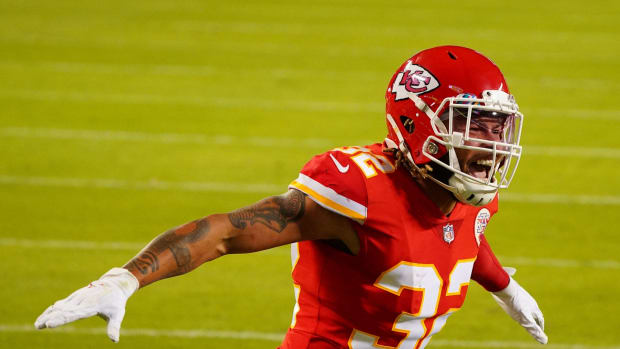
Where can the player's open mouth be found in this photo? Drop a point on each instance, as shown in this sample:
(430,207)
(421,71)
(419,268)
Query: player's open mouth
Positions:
(479,168)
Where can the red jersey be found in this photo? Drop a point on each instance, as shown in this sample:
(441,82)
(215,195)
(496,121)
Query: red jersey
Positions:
(413,268)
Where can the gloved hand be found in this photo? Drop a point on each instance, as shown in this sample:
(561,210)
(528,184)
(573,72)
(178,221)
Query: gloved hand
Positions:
(105,297)
(515,301)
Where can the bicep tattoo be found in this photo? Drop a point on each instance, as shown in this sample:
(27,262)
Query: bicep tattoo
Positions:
(275,213)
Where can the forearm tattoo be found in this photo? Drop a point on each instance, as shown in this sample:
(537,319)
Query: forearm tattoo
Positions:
(275,213)
(176,240)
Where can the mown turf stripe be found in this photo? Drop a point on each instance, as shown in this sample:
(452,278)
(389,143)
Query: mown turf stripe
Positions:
(276,337)
(318,143)
(135,246)
(265,188)
(146,185)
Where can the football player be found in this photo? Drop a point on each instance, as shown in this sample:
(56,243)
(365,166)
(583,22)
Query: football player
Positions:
(384,238)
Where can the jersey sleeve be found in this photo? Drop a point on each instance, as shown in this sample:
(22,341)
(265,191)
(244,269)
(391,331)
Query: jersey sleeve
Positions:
(334,182)
(488,271)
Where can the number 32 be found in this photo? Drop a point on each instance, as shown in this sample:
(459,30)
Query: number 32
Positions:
(421,278)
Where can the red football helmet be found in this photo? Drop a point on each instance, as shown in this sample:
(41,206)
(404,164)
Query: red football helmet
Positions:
(437,104)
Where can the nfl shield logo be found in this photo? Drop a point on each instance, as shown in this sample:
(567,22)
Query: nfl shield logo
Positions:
(448,233)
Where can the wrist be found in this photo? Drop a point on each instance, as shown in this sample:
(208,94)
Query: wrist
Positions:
(511,290)
(123,279)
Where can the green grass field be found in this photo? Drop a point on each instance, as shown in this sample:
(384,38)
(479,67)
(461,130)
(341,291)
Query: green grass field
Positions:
(119,120)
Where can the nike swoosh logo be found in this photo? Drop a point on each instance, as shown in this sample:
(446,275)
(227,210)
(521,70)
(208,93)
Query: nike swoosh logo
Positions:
(342,169)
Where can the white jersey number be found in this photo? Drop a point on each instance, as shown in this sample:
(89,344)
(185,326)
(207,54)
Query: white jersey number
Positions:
(418,278)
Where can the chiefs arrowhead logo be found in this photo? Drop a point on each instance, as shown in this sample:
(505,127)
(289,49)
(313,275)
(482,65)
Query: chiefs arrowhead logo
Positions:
(414,79)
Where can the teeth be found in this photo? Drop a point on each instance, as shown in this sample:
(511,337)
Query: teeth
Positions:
(487,163)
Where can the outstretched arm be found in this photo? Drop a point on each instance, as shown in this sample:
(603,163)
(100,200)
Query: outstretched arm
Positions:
(271,222)
(510,296)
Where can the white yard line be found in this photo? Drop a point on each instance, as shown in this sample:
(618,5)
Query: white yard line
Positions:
(275,337)
(219,139)
(136,246)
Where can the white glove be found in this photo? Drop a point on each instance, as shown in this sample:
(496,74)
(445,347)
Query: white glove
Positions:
(523,309)
(105,297)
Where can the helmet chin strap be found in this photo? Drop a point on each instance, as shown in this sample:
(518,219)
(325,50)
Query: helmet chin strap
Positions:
(464,190)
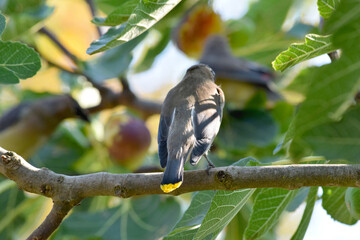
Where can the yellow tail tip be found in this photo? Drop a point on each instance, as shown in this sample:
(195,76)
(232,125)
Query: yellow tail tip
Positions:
(170,187)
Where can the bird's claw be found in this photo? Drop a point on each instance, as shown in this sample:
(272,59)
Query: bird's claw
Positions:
(210,165)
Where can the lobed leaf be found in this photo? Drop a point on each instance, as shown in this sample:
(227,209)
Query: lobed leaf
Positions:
(332,88)
(119,15)
(143,218)
(269,205)
(327,7)
(144,16)
(17,61)
(337,140)
(189,224)
(225,205)
(315,45)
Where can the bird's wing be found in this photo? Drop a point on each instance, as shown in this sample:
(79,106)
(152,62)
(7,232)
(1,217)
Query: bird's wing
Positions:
(164,126)
(206,120)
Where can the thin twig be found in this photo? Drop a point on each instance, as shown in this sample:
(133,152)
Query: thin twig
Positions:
(52,36)
(93,14)
(68,191)
(52,221)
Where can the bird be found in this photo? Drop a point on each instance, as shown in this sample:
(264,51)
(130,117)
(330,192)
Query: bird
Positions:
(239,78)
(190,119)
(26,127)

========

> [WHAT IS EXPECTED]: Only the lines from the one containing "Where can the bird's wing" through the end of the entries above belong in the answer; repeat them exactly.

> [SOLUTION FOR THIS PROBLEM]:
Where can the bird's wing be found in this photo? Drop a point on each instance, as shown in this sample:
(79,106)
(152,62)
(7,232)
(1,217)
Query: bird's wing
Positions:
(164,126)
(206,120)
Where can the thin twig be found in this photo? Drop a point on each instance, as shown in this sample:
(133,152)
Query: thin twig
Positions:
(52,36)
(93,14)
(68,191)
(52,221)
Where can the bird be found in this photo? Drop a point on each instance, as shown in this sample:
(264,51)
(130,117)
(330,192)
Query: bird
Positions:
(239,78)
(190,119)
(26,127)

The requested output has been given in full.